EXERCISE TASK A → Summarize the message about using Guava with the Jedi framework in two sentences.

QUOTED PASSAGE →
--------------------------------------------------

Hi Lance.
I used functional approaches in a 2009 customer project, with the
Guava library. Mainly map (transform in Guava) and select (filter in
Guava), but also the composite Comparator (Ordering in Guava). Having
to write a Function class for each getter method was so tedious.
That's why I investigated in the Jedi framework, and found its code
generator an appropriate tool. But Guava and Jedi use their own
Function/Functor interfaces, which means that I need to switch to Jedi
completely, or have an adapter that wraps a Jedi Functor in a Guava
Function. Therefore, I did not use Jedi back then.
This year, I am working on a new module of my company's software
product (a Flex/Java application), and am again tempted to use
functional approaches, partially because Flex provides them OOTB. In
my spare time and out of curiousity, I tested my understanding of the
Jedi code generation, by modifying it to create implementations of the
Guava Function interface. This way, I could use the Jedi code
generator with the Guava library. Of course, I did not want to change
too much, especially, I did not want to patch jedi-core. Therefore I
added in another Maven module "java-guava" an interface, also named
Functor, but in a different package, extending both Guava Function and
Jedi Functor (and Functor0 and Functor2, just extending their Jedi
counterpart). I managed to reach that goal with patching 3 jedi-
annotation classes. The main obstacle was that Function has apply()

--------------------------------------------------

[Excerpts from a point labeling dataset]
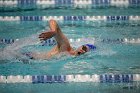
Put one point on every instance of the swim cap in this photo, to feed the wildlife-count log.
(91, 47)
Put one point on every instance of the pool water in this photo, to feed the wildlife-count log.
(110, 56)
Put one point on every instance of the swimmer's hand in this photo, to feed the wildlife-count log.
(47, 35)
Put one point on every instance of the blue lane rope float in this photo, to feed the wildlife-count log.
(70, 2)
(70, 18)
(52, 42)
(104, 78)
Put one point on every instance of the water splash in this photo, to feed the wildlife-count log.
(12, 51)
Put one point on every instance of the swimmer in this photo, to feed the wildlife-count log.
(63, 44)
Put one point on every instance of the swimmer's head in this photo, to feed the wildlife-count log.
(85, 48)
(53, 25)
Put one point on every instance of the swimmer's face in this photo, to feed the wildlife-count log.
(81, 50)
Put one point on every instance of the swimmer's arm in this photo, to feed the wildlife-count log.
(47, 35)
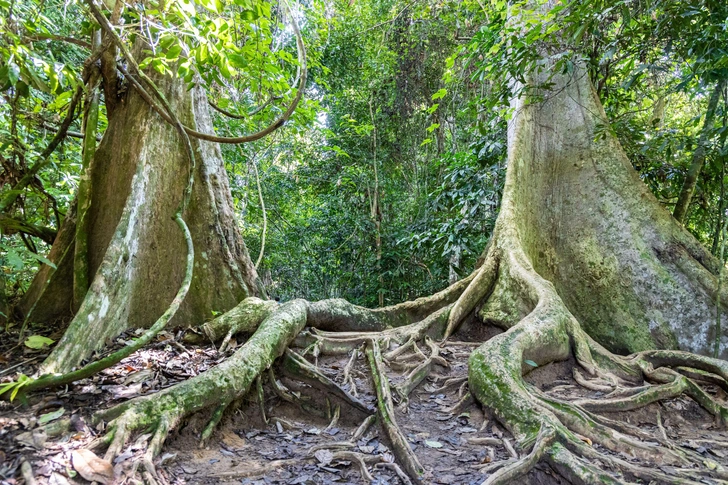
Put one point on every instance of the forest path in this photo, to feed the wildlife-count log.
(455, 441)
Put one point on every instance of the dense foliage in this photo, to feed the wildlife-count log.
(386, 182)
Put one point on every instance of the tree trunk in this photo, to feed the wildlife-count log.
(582, 254)
(632, 276)
(135, 250)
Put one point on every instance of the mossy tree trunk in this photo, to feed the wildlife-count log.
(136, 253)
(584, 262)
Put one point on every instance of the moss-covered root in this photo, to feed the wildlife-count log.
(340, 343)
(216, 387)
(245, 317)
(385, 407)
(296, 366)
(550, 333)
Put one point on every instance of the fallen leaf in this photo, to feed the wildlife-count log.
(324, 456)
(48, 417)
(37, 341)
(91, 467)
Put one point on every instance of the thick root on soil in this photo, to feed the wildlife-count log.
(561, 432)
(279, 325)
(217, 387)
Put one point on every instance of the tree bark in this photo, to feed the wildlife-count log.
(135, 250)
(633, 277)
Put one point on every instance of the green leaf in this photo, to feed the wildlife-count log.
(249, 15)
(174, 52)
(53, 415)
(14, 260)
(42, 259)
(37, 341)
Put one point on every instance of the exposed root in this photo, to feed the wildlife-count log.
(348, 378)
(334, 419)
(363, 427)
(298, 367)
(261, 398)
(385, 408)
(521, 467)
(550, 333)
(415, 377)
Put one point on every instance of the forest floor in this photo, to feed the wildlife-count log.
(456, 442)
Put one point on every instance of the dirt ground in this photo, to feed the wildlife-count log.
(455, 441)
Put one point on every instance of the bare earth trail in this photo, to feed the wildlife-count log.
(454, 439)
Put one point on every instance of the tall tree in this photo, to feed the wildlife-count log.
(584, 262)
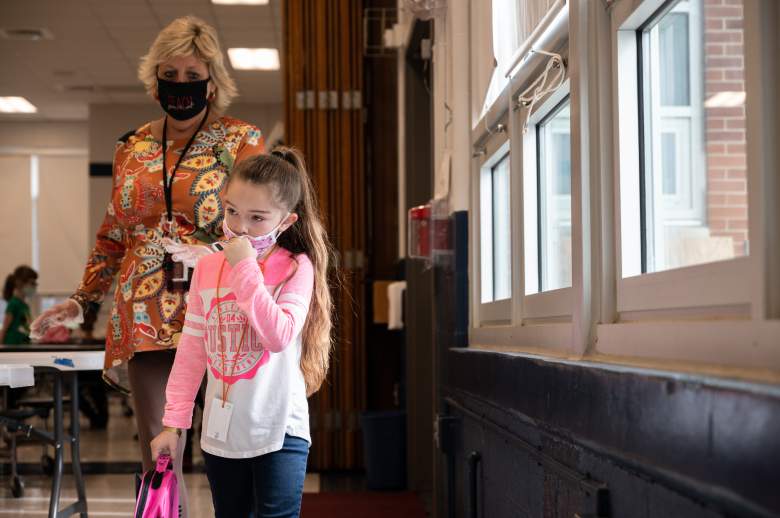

--------------------------------------------------

EXERCISE TASK B → Quote the records from the line with "Put one point on every instance of the moss-covered" up to and including the final line of the records, and omit the pictures.

RESULT A → In a 2009 customer project, the writer used functional approaches with the Guava library but did not use the Jedi framework, because Guava and Jedi each have their own Function/Functor interfaces. This year, out of curiosity, the writer modified the Jedi code generation to create implementations of the Guava Function interface, adding a Functor interface in a separate Maven module that extends both Guava Function and Jedi Functor, and patching three jedi-annotation classes.

RESULT B →
Put one point on every instance of the moss-covered root in this photo, to feed the wildlife-count log.
(340, 343)
(216, 387)
(245, 317)
(385, 407)
(296, 366)
(550, 333)
Put one point on every instance of the fallen leaf in this photo, to feed the wildlife-count log.
(324, 456)
(48, 417)
(37, 341)
(91, 467)
Put one point on every instance of the thick root on soil in this photo, to feed the wildlife-count log.
(561, 432)
(279, 325)
(217, 387)
Put one point on every instance of the tree bark in this photo, to feed the wildlife-count log.
(135, 250)
(633, 277)
Put one point on every instance of the green leaf in this photo, to feed the wildlife-count log.
(249, 15)
(174, 52)
(53, 415)
(14, 260)
(42, 259)
(37, 341)
Put one point on every instance of the exposed root in this photo, to feed the wildlife-count log.
(348, 378)
(334, 419)
(363, 427)
(298, 367)
(261, 398)
(385, 408)
(521, 467)
(550, 333)
(415, 377)
Put one point on every instance of the forest floor in this photo, to feed the wildlife-count log.
(456, 442)
Put one point on every instance of the dirt ground in this photo, to feed the wildlife-count log.
(455, 441)
Put one point on every instance of the bare earth trail in this photo, to feed the wildlife-count log.
(454, 439)
Put one point on every instance of the tall tree in this photo, to feed the wildlife-count log.
(584, 262)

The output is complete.